(EXERCISE TASK): Update the records below by changing each "Can you identify" to "Could you identify" and keeping every other line unchanged.
###
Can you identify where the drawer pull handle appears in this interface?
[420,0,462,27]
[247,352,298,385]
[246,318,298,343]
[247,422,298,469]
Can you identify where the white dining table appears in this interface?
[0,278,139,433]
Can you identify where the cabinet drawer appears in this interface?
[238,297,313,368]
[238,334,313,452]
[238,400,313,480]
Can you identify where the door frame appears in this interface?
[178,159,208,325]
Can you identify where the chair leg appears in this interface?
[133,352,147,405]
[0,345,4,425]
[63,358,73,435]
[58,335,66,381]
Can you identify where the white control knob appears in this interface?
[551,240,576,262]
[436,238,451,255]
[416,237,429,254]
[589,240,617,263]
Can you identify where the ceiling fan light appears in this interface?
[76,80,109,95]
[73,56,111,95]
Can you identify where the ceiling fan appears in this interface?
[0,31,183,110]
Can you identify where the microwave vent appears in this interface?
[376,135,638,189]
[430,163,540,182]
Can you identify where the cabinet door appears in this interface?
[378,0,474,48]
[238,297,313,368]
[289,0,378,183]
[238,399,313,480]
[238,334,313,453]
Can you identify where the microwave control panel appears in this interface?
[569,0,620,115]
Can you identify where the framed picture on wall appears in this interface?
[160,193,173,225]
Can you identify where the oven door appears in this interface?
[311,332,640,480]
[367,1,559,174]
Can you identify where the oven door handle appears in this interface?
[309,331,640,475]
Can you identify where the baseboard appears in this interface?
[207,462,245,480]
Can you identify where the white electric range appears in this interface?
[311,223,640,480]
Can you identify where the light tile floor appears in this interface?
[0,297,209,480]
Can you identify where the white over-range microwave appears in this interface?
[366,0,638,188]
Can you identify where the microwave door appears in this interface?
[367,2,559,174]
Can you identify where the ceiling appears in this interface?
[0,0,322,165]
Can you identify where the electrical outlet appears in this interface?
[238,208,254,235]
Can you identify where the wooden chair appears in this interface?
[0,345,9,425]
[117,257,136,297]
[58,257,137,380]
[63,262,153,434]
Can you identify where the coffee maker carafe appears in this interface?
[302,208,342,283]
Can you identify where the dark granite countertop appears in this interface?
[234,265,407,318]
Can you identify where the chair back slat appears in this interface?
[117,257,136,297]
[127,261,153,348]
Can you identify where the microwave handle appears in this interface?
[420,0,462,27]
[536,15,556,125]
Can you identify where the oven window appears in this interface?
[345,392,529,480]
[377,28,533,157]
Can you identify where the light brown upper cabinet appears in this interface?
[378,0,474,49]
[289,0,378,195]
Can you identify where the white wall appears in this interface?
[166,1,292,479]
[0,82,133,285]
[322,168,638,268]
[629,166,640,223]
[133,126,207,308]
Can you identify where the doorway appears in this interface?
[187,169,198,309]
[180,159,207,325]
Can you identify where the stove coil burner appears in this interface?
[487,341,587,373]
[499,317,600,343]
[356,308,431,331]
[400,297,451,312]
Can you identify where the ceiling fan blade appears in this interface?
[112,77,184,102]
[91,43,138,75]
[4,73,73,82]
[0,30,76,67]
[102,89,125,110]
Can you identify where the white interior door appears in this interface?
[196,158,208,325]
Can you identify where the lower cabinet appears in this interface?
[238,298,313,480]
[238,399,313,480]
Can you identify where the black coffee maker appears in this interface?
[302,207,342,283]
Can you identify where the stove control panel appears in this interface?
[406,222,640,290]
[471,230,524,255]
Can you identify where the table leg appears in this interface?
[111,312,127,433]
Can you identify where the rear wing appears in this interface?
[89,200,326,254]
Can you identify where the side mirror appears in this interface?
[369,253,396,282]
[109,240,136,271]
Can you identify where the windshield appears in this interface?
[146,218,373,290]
###
(EXERCISE OUTPUT):
Could you identify where the drawer pull handle appears in this interface?
[420,0,462,27]
[247,352,298,385]
[246,318,298,343]
[247,422,298,469]
Could you identify where the white dining table appears in this interface?
[0,278,139,433]
Could you identify where the cabinet drawer appears in this interface?
[238,297,313,368]
[238,334,313,452]
[238,400,313,480]
Could you identify where the door frame appears in this interface?
[178,159,208,325]
Could you identify where the chair leg appears in this interface?
[133,352,147,405]
[0,345,4,425]
[63,358,73,435]
[58,335,66,381]
Could you identify where the white control knob appears in this interface?
[551,240,576,262]
[436,238,451,255]
[416,237,429,254]
[589,240,617,263]
Could you identify where the ceiling fan light appears in this interface?
[76,80,109,95]
[73,56,111,95]
Could you identify where the ceiling fan appears in this interface?
[0,31,183,110]
Could you identify where the microwave vent appears in this interface?
[376,135,638,189]
[430,163,540,182]
Could you identify where the cabinet door appears in this interface?
[378,0,474,48]
[238,297,313,368]
[289,0,378,183]
[238,399,313,480]
[238,334,313,453]
Could you identify where the microwave control panel appears in this interface?
[569,0,620,115]
Could you identify where the framed picture on wall appears in this interface?
[160,193,173,225]
Could you identify where the oven door appears in this interface?
[311,332,640,480]
[367,1,559,174]
Could you identify where the oven door handle appears in this interface?
[309,331,640,475]
Could you identify where the baseboard appears in this interface?
[207,462,245,480]
Could you identify where the white electric range appears in this interface?
[311,223,640,480]
Could you identify where the light tile floor appears in this interface?
[0,297,209,480]
Could you identify where the white over-range microwave appears in this interface?
[366,0,638,188]
Could you identify where the microwave door appears in this interface?
[367,2,559,174]
Could you identify where the ceiling appears in this interface?
[0,0,322,165]
Could you identify where the electrical outlet appears in this interface?
[238,208,254,235]
Could you identify where the wooden chair appears in this interface?
[0,345,9,425]
[117,257,136,297]
[58,257,137,380]
[63,262,153,434]
Could you identify where the coffee maker carafe appears in this interface?
[302,208,342,283]
Could you identify where the dark granite countertop appears in this interface?
[234,265,407,318]
Could you identify where the chair back slat appears in this interface?
[117,257,136,297]
[127,261,153,348]
Could you identify where the microwave handle appears in this interface?
[420,0,462,27]
[536,15,556,125]
Could you identify where the oven window appears in this interface?
[345,392,529,480]
[377,28,533,157]
Could you identify where the light brown upper cabinet appears in this interface?
[378,0,474,49]
[289,0,378,195]
Could you identify where the white wall appears in this interface?
[166,1,292,479]
[0,82,133,285]
[322,168,638,268]
[629,166,640,223]
[133,126,207,308]
Could you identify where the doorway appears in this interface?
[187,169,198,309]
[180,159,207,325]
Could you identify where the stove coil burner appears in this interface?
[487,341,587,373]
[499,317,600,343]
[356,308,431,331]
[400,297,451,312]
Could you identify where the ceiling fan blade appears in this interface?
[112,77,184,102]
[91,43,138,75]
[4,73,73,82]
[0,30,76,67]
[102,89,125,110]
Could you identify where the white interior door appears in this interface?
[196,158,208,325]
Could you identify where the lower cabinet appears in this interface?
[238,298,313,480]
[238,399,313,480]
Could you identify where the black coffee maker appears in this interface?
[302,207,342,283]
Could you identify where the stove control panel appears in this interface?
[406,222,640,290]
[471,230,524,255]
Could you identify where the table leg appears in this interface?
[111,312,127,433]
Could you identify where the rear wing appears in this interface?
[89,200,326,254]
Could you identify where the side mirror appears in this interface?
[369,253,396,282]
[109,240,136,271]
Could you identify where the windshield appears in this interface?
[146,218,373,290]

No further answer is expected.